▶ [GIVEN DATA]

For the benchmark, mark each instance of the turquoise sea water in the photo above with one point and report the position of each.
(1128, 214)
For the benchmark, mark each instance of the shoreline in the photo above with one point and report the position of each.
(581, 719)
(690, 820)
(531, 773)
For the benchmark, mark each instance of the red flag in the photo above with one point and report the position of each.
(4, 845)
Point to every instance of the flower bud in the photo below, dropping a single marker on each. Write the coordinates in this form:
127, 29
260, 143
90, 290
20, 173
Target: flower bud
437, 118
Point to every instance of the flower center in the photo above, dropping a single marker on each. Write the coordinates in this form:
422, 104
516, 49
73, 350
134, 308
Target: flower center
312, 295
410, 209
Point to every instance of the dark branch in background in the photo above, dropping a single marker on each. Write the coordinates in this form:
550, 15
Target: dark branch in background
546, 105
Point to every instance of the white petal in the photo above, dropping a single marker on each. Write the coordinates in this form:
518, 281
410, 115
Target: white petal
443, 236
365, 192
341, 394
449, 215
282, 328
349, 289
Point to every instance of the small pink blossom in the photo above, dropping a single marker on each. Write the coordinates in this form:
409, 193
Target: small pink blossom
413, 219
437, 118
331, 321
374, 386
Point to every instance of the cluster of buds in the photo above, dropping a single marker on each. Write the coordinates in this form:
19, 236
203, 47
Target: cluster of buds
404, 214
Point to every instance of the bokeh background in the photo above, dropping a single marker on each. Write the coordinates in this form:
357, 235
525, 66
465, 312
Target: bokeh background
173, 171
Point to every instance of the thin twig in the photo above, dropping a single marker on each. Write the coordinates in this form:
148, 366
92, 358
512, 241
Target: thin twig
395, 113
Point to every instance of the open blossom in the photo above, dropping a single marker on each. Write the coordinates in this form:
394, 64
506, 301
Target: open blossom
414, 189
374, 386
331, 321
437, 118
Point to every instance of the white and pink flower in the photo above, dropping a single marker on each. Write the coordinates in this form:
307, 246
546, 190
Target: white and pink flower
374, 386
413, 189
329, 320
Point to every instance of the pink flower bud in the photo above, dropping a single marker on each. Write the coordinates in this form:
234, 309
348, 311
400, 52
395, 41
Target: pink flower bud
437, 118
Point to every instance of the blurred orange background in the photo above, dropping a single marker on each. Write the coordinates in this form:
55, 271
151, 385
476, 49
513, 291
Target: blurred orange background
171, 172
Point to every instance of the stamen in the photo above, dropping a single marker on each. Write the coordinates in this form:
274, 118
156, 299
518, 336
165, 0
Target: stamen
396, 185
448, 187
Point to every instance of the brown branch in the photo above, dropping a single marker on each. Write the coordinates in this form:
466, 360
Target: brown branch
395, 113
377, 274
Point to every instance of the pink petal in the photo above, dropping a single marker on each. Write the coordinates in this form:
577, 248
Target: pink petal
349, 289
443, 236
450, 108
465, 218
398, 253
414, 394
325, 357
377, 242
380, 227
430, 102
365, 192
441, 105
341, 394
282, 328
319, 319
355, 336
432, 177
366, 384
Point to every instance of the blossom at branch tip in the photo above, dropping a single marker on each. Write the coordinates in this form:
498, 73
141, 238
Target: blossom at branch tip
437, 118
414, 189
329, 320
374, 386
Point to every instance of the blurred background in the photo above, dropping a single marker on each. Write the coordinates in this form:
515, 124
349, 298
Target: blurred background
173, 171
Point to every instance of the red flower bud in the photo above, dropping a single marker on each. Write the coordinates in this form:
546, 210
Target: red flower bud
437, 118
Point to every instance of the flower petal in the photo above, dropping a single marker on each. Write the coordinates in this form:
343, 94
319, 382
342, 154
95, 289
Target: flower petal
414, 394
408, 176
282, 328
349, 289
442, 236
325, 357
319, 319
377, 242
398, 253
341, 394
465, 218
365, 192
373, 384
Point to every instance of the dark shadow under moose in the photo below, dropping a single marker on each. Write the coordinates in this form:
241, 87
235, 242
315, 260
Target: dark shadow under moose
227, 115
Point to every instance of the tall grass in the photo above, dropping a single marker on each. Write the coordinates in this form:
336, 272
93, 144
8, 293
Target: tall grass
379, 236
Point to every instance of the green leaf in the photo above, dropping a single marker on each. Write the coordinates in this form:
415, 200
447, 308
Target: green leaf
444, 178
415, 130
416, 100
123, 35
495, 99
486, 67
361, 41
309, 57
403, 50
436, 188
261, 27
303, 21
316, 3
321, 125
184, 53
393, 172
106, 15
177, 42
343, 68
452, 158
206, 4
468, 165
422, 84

▶ [YOUR OBJECTIVE]
Write out again, unchanged, the entries from the line that contains "Point to every instance of the red" through the last line of the entries above, keeping both of those lines.

▶ [FINAL RESULT]
Point to every instance of the red flower bud in the photo above, dropping a single marker on each. Write the coordinates in this form:
546, 210
Target: red flower bud
437, 118
Point to every instance of the flower petal in the photo above, dropping a single marker on each. Write the coordinates in this form:
343, 94
319, 382
342, 154
95, 289
Target: flower petal
414, 394
408, 176
282, 328
349, 289
442, 236
325, 357
319, 319
377, 242
398, 253
341, 394
465, 218
365, 192
373, 384
Point to every instance of the dark shadow under moose in the photo below, dropping a single marker on each. Write the coordinates in this form:
241, 87
235, 242
315, 260
Target: dark shadow under moose
227, 115
Point to every instance of the tall grass in the photo above, dropping a single marker on each. Write the coordinates in this form:
336, 272
93, 144
8, 293
Target: tall grass
379, 236
Point to every instance of the green leaf in the photo above, dropping a single marker on each. Write the coordinates in this form:
415, 200
447, 308
Target: green leaf
444, 178
415, 130
416, 100
123, 35
495, 99
486, 67
361, 41
309, 57
403, 50
436, 188
261, 27
303, 21
316, 3
321, 125
184, 53
393, 172
106, 15
177, 42
343, 68
452, 158
206, 4
468, 165
422, 84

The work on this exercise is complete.